SOURCE DOCUMENT:
Yeah. You could also have rising interest rates, but as long as equity markets rally and the economy starts unwinding, I don't mind rising rates.
Yet, you're pessimistic about the short-term, aren't you?
A lot of politicians ask me: Why are the stock markets up so high, yet the economy is not moving? And I say, It's simple: CEOs are frightened of hiring too many people, of making capital expenditures, but they need to reward shareholders, so they're buying back shares. Buying back shares is a one-year solution. We need confidence back. But the average term of a CEO in America is just five years. So they're playing it safe, and there's $1.7-trillion in cash sitting on corporate balance sheets.
So you think they need a trigger from government before they'll invest?
They're just humans. The same thing goes for individual investors.
But don't investors have good reasons to be scared right now?
There is no question in my mind that we're going to have continuing volatility for the next seven or eight years. The intersection between government and politics and economics has never been greater. Yet, a year ago, I said be 100 per cent in equities. I'm up about 30 per cent. Now, yeah, I would be frightened. But if you're 35 years old, do you really care about the one-year volatility?
But there are a lot of boomers approaching retirement. Are they screwed?
You have to start preparing today. Compounding earnings by 1 per cent a year, you'll never have enough for your nest egg, unless you want to start contributing 12 per cent to 15 per cent of your disposable income.
A recent news story said that U.S. Treasury Secretary Timothy Geithner speaks with you on the telephone more than any other banker or executive. Can you say what you guys talk about?
No.
What about your conversations with government officials generally?
In most cases, they are seeking information. It is a one-directional conversation, as it should be. They ask questions: What type of flows do you see? What are the attitudes of investors? Where do you see the economy? What do you hear from your clients? Not just our investors, but also companies we invest in. We believe that is part of the services that we can provide to anybody who asks. We all want a stronger, sounder, more vibrant world economy.
How would you invest $100,000 right now?

USING THE INFORMATION:
[A] Begin at the words "There is no" in the interview and stop after "the one-year volatility?", repeating that stretch with "volatility" switched to "turbulence".
[B] Proceed with the interview about investing and the economy from the point where it stops.

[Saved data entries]
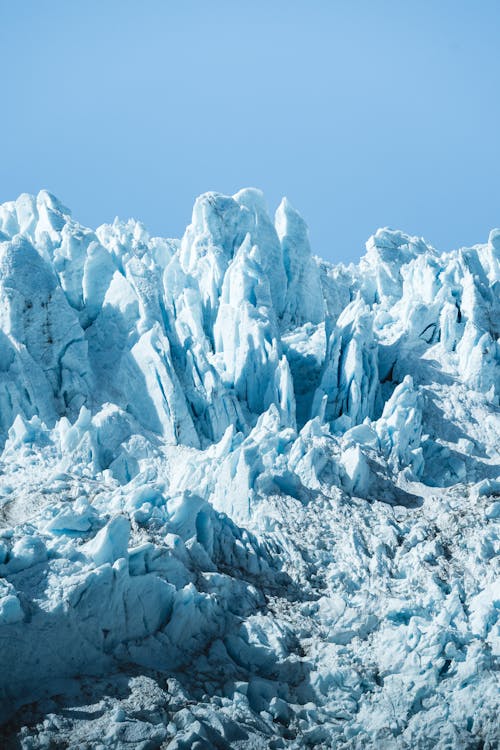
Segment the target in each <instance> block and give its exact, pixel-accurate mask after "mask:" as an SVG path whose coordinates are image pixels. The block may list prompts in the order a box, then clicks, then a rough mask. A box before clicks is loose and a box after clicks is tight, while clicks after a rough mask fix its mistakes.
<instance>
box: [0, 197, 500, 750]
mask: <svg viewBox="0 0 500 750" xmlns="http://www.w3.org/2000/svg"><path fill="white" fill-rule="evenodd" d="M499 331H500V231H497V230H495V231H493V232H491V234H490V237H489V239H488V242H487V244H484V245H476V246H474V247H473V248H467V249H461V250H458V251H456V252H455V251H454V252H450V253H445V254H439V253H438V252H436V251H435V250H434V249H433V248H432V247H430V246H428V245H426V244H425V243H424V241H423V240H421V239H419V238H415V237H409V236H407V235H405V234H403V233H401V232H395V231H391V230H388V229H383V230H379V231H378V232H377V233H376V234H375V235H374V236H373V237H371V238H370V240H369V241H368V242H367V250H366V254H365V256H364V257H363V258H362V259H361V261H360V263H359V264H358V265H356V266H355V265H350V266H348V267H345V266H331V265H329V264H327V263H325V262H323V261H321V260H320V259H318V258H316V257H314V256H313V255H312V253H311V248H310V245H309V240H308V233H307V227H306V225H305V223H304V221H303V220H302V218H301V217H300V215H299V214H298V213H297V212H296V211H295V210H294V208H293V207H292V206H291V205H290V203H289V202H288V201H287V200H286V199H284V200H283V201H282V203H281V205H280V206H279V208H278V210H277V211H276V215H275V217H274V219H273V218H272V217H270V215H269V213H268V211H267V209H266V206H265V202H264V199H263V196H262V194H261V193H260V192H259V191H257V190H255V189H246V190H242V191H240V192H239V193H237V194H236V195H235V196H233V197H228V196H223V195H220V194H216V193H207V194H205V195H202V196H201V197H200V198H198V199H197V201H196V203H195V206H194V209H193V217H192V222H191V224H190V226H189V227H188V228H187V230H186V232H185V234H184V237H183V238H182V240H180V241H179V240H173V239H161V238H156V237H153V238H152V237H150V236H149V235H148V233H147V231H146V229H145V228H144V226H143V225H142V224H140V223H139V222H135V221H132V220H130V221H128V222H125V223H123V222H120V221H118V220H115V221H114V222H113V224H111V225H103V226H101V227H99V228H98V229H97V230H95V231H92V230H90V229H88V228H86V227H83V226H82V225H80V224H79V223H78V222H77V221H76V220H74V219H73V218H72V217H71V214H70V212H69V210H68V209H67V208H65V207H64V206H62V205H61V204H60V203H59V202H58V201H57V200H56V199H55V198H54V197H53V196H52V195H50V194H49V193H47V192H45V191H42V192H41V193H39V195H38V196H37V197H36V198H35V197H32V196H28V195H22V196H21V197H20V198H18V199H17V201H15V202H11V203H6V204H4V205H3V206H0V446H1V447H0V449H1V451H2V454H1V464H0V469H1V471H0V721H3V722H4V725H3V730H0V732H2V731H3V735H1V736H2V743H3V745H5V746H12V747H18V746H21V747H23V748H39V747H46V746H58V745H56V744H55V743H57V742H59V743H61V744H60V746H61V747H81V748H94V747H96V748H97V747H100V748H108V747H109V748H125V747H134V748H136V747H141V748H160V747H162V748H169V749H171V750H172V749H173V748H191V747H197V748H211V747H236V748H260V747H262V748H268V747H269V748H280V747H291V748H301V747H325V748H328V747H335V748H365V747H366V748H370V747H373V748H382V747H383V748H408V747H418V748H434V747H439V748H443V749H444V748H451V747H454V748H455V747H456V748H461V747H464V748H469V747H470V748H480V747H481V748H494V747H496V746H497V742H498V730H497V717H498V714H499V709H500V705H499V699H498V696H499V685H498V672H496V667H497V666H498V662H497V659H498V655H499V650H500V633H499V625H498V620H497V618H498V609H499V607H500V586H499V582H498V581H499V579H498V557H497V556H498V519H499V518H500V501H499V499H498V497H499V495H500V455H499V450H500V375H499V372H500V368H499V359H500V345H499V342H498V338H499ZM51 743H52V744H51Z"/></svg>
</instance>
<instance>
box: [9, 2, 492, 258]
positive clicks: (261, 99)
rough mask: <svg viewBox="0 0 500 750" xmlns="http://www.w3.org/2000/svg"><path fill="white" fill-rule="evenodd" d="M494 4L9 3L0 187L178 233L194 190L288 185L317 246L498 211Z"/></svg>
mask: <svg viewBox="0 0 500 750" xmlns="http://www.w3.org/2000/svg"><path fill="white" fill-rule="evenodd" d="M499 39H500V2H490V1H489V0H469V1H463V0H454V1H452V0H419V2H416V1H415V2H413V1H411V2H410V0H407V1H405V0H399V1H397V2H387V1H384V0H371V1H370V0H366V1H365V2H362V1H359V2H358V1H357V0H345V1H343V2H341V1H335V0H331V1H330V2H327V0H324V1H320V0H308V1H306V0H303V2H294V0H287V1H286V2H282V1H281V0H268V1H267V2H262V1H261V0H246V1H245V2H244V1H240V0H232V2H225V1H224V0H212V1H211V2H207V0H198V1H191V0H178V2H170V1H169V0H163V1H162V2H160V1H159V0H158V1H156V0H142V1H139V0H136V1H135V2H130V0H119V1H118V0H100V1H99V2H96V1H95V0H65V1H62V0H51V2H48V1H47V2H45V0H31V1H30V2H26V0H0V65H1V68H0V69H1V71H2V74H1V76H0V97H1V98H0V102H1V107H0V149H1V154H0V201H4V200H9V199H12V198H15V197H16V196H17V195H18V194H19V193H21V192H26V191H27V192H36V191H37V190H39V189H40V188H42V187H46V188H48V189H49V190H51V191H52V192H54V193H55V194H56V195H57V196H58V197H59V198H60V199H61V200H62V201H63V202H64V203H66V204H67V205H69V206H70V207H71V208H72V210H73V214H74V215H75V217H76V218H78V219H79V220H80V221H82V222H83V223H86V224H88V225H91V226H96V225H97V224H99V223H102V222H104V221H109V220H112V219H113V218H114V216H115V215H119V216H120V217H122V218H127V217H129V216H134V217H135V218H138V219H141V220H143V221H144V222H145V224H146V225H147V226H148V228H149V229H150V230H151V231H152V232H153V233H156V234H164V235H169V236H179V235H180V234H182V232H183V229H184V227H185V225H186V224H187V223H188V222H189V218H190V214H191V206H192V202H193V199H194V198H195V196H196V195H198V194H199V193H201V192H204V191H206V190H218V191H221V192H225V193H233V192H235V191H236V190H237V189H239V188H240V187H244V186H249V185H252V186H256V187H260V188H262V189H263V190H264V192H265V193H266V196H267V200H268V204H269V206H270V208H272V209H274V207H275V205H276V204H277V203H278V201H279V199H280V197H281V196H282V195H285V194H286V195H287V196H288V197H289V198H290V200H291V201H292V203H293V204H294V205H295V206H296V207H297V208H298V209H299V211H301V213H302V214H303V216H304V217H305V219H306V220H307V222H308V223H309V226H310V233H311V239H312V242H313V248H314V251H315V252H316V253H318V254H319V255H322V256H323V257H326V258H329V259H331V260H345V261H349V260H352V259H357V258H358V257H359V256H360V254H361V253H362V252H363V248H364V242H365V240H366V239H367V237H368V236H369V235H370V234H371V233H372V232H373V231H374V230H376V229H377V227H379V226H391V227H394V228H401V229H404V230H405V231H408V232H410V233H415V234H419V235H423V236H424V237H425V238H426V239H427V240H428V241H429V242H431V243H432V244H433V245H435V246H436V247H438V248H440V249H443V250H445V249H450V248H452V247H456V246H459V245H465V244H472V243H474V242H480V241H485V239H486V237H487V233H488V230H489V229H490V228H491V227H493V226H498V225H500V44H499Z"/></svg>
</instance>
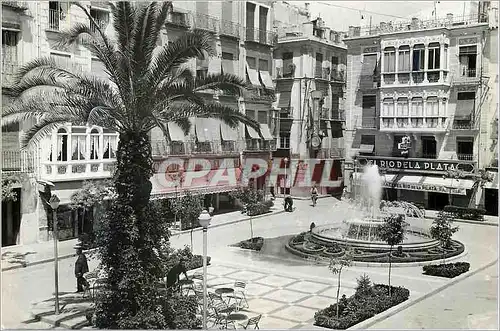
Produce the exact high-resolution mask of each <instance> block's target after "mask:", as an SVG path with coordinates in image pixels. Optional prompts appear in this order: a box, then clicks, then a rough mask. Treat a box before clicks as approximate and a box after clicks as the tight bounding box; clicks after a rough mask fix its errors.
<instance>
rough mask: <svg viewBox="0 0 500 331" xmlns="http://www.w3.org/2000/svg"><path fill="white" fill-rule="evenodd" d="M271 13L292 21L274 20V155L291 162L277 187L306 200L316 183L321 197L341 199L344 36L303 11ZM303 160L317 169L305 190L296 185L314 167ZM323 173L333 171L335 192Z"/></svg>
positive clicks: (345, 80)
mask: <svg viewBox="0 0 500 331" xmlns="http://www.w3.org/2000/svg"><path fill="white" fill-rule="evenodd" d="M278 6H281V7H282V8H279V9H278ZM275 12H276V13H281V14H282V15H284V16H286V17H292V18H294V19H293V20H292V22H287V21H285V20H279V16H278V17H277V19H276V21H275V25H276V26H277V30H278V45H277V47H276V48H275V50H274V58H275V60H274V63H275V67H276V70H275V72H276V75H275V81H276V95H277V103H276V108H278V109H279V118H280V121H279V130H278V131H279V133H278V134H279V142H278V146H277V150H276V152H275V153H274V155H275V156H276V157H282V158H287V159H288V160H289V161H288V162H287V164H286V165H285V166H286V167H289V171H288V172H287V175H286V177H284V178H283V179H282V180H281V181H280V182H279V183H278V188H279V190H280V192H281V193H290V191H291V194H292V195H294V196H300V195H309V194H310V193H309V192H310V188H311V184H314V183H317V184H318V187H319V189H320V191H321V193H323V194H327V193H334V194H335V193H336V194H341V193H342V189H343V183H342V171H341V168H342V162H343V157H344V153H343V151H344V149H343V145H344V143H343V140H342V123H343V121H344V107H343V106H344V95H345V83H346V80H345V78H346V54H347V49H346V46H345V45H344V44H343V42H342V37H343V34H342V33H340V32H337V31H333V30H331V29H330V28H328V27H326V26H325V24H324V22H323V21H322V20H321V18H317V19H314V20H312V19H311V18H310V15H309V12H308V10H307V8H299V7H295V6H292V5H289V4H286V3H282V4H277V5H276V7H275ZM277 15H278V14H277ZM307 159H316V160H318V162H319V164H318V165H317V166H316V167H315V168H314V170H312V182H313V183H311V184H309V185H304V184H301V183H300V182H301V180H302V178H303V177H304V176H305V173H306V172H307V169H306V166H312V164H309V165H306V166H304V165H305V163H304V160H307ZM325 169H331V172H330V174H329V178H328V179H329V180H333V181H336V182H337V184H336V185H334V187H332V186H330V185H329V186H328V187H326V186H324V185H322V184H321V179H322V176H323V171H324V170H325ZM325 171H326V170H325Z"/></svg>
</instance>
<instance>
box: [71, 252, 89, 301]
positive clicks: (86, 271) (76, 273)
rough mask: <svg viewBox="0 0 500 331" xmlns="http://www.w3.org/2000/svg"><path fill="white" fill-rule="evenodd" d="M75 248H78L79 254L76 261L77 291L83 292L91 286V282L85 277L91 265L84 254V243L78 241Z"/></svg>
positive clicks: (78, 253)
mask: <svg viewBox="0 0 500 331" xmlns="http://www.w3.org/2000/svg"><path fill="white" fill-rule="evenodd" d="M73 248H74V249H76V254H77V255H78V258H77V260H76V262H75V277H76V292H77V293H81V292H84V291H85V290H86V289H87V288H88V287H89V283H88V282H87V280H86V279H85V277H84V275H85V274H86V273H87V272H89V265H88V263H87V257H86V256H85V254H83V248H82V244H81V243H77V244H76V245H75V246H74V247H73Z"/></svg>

ANSWERS TO THIS EXERCISE:
[A]
There is no question in my mind that we're going to have continuing turbulence for the next seven or eight years. The intersection between government and politics and economics has never been greater. Yet, a year ago, I said be 100 per cent in equities. I'm up about 30 per cent. Now, yeah, I would be frightened. But if you're 35 years old, do you really care about the one-year turbulence?

[B]
It depends on your age. If you're 22 years old, I'd put all of that into stocks. But that's me. Before I'd even answer that question, I'd ask: Tell me, how neurotic are you? Can you live with short-term losses? Can you accept the need to hold? Is your holding period 10 years, 20 years? Are you frightened of volatility? It's a cardinal sin if we think that one size fits all. And if you're looking at your mobile device every day to see what the markets are doing, to see if your $100,000 is up or down, that's not good.
What were your biggest investment wins and losses? Ones that taught you lessons.
I don't think about the wins. I only think about the stupidity of losses. One big lesson – which I could think about again and again, and probably do the same thing again with the facts I had at the time – was the Peter Cooper Village apartment complex in Manhattan. [BlackRock bought it in 2006, along with a partner] and we could have sold it for a flip in about one minute. But then everything fell apart the next year. [The complex was turned over to creditors in 2010] and we lost a good client about $500-million. I went to my client's board of directors' meetings, and I publicly apologized. That was the biggest one-time loss we ever had.
And the lesson from that was?
We had too much leverage. Every big real estate deal with leverage in the United States in '07 and '08 went under. We weren't the only ones. We could have put on more leverage. The banks were giving you more and more and more.
How often do you pass by Peter Cooper?
All the time.
And do you think about it every time you go by?
Yeah.
Is there anything that keeps you awake at night?
I worry about everything. One thing is aberrant human behaviour. A bad soul in one country doing something wrong – doing a bad trade that's out of character. It takes 25 years to build a company, and it could take a day to ruin it.